- Extrait du document -
********************
Project Power : un éphémère shoot d’adrénaline

par | 3 septembre 2020 | À LA UNE, Critiques, NETFLIX

Project Power : un éphémère shoot d'adrénaline

À l’image des pilules qui donnent des super-pouvoirs à leurs utilisateurs, Project Power s’agite beaucoup pour épater la galerie, mais s’oublie aussi en quelques minutes.

À chaque mois son film d’action événement sur Netflix. Quand ce n’est pas Chris Hemsworth qui fait un carnage en Asie dans Tyler Rake ou Charlize Theron qui tabasse de pauvres figurants dans The Old Guard, c’est un Jamie Foxx sûr de son swag qui vient jouer les vedettes du petit écran sur la plate-forme. L’éternel Django Unchained joue dans Project Power un mystérieux vétéran de l’armée, Art, qui arrive à La Nouvelle-Orléans avec une idée bien précise en tête : retrouver sa fille Tracy. Sa quête est étroitement liée à la prolifération de pilules « Power » à travers la ville : des petites gélules qui donnent à ceux qui les ingèrent un pouvoir insoupçonné (mais peuvent aussi les tuer) pendant cinq minutes. Son chemin va finir par croiser celui de Robin (Dominique Fishback), une jeune dealeuse de Power qui rêve de devenir rappeuse, et de Frank (Joseph Gordon-Levitt), un flic de La Nouvelle-Orléans qui prend en secret des pilules le rendant invincible pour contrer une nouvelle forme de super-criminalité. Le trio n’a d’autre choix que de remonter la filière et d’exposer la conspiration à l’origine de ces pilules dévastatrices…

Le pouvoir du déjà vu

Project Power : un éphémère shoot d'adrénaline

Parce qu’il peut se résumer en quelques lignes prometteuses (ce qui explique sans doute pourquoi le scénario de Mattson Tomlin, qui a depuis rédigé celui du nouveau Batman, s’est arraché à prix d’or), Project Power est d’autant plus décevant lorsqu’on s’aperçoit que son « argument de vente » ne va être qu’une toile de fond pour un film d’action fantastique tout public. Tout comme la série des American Nightmare frustre un épisode après l’autre par son refus d’explorer toutes les ramifications morales complexes de son idée de départ, Project Power ne fait que s’amuser avec le principe des pilules Power. Oh bien sûr, avec un budget de 85 millions de dollars, le film peut transformer le rappeur Machine Gun Kelly en torche humaine énervée (pas loin d’être la meilleure scène du film),  défigurer au ralenti le visage de Gordon-Levitt ou caser quelques monstres et mutations à la X-Men ici et là.  Le film est loin d’être ennuyeux. Mais plutôt que de montrer une société mise sens dessus dessous par la démocratisation de super-pouvoirs (on pense aux BD Top Ten ou Powers), il est dommage de s’en tenir à une histoire de conspiration frelatée (spoiler alert : il s’agit de tester discretos la population d’une ville pauvre avant de créer des super-soldats) à peine digne d’une série Marvel des mauvais jours – le climax consistant à passer vingt minutes dans un bateau cargo lambda à la Resident Evil, mais sans zombies.
********************
- Données -
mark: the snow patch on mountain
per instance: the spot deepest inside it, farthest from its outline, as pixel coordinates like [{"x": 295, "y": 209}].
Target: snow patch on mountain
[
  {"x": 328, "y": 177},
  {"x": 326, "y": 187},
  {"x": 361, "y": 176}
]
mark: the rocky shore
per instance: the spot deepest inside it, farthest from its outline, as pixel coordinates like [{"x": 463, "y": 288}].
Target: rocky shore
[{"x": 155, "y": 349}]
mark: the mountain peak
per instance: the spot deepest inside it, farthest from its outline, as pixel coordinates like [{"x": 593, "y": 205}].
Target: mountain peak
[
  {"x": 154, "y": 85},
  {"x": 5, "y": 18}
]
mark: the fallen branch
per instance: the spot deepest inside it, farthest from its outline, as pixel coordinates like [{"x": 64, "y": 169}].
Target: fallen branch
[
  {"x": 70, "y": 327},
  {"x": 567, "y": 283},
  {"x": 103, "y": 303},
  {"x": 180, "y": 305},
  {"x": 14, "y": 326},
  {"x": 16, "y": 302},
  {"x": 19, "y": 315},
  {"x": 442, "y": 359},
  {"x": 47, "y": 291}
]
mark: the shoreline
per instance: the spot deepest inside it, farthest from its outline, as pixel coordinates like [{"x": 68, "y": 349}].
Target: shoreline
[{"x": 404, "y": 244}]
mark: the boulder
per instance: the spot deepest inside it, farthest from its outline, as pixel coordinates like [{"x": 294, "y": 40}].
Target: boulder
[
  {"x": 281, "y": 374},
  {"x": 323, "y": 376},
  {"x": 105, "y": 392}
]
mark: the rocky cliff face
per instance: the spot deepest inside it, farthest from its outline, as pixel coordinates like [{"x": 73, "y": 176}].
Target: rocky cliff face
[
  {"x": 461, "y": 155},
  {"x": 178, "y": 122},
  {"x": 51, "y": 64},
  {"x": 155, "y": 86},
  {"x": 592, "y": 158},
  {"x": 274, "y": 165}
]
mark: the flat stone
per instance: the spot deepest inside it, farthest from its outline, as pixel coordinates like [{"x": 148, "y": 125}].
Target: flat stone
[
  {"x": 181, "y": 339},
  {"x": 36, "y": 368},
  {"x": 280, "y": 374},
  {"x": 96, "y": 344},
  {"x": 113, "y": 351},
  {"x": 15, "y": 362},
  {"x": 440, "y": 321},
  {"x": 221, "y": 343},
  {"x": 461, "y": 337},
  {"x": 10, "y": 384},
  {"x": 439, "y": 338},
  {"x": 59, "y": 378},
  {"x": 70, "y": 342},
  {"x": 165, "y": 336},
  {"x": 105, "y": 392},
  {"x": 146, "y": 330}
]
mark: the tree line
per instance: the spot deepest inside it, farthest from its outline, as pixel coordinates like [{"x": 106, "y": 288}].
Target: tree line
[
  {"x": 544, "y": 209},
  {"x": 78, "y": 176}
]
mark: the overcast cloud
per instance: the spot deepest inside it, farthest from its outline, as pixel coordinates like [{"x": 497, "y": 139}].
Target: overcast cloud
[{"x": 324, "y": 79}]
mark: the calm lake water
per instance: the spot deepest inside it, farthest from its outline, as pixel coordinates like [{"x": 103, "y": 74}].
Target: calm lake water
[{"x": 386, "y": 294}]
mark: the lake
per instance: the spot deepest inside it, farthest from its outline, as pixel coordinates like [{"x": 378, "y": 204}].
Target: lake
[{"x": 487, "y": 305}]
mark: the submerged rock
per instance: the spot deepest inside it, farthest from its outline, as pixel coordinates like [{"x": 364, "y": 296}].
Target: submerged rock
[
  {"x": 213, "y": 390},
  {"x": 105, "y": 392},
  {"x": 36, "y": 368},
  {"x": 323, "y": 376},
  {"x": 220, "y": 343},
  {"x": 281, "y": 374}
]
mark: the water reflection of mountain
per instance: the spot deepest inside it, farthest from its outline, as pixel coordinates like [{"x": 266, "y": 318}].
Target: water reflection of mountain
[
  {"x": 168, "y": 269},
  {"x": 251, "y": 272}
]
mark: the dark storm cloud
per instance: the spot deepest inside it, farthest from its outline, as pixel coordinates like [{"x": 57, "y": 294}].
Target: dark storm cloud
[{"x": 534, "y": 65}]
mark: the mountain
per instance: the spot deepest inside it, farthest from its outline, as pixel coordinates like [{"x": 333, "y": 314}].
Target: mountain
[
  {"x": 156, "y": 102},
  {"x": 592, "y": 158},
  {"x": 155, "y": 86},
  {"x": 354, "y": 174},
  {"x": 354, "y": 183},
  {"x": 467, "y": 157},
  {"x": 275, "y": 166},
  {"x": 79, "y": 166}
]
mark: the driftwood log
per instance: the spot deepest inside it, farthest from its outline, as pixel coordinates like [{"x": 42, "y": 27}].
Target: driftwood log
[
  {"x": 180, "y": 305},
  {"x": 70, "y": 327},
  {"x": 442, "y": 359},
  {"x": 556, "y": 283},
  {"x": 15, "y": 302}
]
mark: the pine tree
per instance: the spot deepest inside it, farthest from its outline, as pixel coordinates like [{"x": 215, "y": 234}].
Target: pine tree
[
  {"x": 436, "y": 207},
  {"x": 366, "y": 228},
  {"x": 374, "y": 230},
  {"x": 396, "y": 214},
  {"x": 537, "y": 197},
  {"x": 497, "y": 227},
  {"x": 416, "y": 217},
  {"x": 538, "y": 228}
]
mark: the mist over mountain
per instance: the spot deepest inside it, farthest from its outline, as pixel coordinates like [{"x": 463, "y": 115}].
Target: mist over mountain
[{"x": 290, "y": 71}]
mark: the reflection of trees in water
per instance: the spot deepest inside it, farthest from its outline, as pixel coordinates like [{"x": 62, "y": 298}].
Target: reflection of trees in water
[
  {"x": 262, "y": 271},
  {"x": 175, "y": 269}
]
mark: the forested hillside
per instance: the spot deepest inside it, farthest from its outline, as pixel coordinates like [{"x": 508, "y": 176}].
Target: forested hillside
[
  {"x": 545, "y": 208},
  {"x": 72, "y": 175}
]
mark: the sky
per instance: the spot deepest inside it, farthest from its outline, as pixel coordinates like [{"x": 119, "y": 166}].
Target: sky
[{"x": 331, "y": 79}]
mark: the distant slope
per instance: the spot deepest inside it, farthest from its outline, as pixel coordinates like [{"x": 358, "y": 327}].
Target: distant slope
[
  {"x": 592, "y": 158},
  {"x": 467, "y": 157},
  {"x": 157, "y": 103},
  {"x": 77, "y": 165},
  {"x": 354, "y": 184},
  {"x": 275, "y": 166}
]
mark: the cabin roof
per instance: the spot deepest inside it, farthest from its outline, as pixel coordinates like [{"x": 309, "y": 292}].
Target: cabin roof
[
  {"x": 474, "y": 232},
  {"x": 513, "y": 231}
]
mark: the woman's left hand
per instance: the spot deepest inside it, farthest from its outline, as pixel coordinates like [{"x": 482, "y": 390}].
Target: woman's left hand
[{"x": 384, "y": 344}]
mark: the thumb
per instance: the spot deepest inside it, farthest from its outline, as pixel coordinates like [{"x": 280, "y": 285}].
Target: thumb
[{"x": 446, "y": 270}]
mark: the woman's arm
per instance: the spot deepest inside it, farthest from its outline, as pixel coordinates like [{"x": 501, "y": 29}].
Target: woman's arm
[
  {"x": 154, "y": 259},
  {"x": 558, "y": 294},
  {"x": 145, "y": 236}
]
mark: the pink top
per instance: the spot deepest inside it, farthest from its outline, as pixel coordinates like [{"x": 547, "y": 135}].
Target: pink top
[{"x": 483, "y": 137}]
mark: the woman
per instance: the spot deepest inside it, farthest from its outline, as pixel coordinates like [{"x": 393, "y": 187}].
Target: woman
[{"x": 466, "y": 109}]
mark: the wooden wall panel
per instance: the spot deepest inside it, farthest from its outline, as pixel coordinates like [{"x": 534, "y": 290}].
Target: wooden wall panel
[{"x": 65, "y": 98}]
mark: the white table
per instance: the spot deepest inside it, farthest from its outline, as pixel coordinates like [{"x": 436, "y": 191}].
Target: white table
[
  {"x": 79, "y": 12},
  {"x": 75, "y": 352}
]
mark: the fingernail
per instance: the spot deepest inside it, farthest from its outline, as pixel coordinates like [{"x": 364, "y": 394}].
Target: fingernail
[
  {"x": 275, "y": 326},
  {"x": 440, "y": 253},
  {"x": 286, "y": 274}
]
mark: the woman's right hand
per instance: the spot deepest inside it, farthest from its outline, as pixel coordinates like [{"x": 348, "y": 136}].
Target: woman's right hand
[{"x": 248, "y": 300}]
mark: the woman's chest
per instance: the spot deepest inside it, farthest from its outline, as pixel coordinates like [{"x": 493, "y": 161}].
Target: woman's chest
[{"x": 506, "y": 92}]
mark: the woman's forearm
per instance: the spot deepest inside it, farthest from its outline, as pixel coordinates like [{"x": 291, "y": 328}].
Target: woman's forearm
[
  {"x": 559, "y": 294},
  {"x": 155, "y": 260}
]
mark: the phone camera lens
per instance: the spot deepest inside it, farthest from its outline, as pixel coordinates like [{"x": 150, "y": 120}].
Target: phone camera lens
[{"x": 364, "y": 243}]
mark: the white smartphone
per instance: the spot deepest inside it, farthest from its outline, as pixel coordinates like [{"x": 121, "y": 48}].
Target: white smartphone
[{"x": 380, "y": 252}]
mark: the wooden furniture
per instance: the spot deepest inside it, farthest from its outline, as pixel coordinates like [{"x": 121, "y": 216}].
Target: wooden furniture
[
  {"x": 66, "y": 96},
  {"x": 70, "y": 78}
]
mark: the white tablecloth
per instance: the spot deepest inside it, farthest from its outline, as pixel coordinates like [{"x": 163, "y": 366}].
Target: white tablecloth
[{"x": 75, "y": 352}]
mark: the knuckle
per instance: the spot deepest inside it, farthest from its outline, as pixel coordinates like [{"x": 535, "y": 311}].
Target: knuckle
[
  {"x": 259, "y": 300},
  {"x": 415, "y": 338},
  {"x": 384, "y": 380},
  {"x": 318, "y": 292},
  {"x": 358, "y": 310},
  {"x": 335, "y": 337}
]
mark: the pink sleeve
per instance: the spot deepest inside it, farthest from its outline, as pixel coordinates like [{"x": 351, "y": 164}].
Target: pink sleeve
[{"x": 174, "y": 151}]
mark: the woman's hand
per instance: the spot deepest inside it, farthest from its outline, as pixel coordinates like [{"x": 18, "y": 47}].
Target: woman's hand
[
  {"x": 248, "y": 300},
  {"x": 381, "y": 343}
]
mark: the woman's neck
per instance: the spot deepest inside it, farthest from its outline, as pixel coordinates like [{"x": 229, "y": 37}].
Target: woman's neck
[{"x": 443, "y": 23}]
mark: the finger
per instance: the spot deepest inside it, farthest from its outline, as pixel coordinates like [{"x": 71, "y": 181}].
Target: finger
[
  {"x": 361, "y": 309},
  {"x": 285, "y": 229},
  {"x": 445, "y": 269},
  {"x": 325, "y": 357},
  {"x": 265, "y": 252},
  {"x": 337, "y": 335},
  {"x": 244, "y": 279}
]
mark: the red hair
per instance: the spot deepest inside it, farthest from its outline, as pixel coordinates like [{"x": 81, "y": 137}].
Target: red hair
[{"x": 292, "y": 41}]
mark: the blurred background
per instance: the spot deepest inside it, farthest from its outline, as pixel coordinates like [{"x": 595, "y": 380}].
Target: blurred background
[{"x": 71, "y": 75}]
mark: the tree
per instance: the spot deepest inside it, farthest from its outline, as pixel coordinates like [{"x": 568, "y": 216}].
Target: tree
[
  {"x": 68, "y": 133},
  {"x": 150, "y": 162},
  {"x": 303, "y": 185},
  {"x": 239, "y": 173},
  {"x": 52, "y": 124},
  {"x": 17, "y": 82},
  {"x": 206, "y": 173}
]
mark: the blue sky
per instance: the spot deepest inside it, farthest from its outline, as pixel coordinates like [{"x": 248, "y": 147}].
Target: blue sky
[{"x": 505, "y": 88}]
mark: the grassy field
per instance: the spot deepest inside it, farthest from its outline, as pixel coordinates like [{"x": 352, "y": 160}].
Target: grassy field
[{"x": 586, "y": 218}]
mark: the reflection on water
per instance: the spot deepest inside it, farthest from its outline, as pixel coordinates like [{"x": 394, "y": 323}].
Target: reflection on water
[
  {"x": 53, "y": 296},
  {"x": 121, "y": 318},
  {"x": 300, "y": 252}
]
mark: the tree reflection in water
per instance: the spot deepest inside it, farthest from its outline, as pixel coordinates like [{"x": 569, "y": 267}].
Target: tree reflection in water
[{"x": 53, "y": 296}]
********************
- Activité 1 -
Répondez d'après la critique de Project Power.
(a) Pendant combien de temps une pilule « Power » donne-t-elle un pouvoir à celui qui l'ingère ?
(b) Quel est le budget du film ?
(c) Quel personnage Joseph Gordon-Levitt interprète-t-il ?
- Activité 2 -
Poursuivez la critique de Project Power à partir de la fin de l'extrait.
Le matériel ne joue aucun rôle dans cet exercice.

- Réponse 1 -
(a) Pendant cinq minutes.
(b) 85 millions de dollars.
(c) Frank, un flic de La Nouvelle-Orléans.

- Réponse 2 -
« Atout de Project Power, sa mise en valeur bienvenue d’une ville martyre : la Nouvelle-Orléans.. »

L’énergie de la mise en scène d’Ariel Schulman et Henry Joost, éduqués au biberon Blumhouse sur la franchise Paranormal Activity puis sur les petits films-concept Viral et (surtout) Nerve, sauve à de nombreuses reprises Project Power de l’anonymat. Sans doute conscients du schématisme pesant de leur scénario, qui sert la soupe à sa star ou érige en héros cool un flic se droguant grâce à une dealeuse mineure – il faut bien tout le charme trendy de Gordon Levitt pour faire passer la pilule -, les deux réalisateurs rivalisent d’idées pour dynamiser leur long-métrage. Quitte à transformer parfois le résultat en bande-annonce long format ou en dérivatif de cinématique de jeu vidéo. Retenons, par exemple, une fusillade cruciale filmée en plan-séquence circulaire depuis l’intérieur d’un cylindre en congélation, ou une chasse au braqueur invisible aux effets très comic book. Dernier atout de Project Power, sa mise en valeur bienvenue d’une ville martyre, La Nouvelle-Orléans. Une toile de fond qui devient à force de plans aériens énamourés et de décors bien exploités un personnage à part entière, plus mémorable que la plupart des seconds couteaux humains parsemant ce film d’été trop formulaïque pour vraiment convaincre.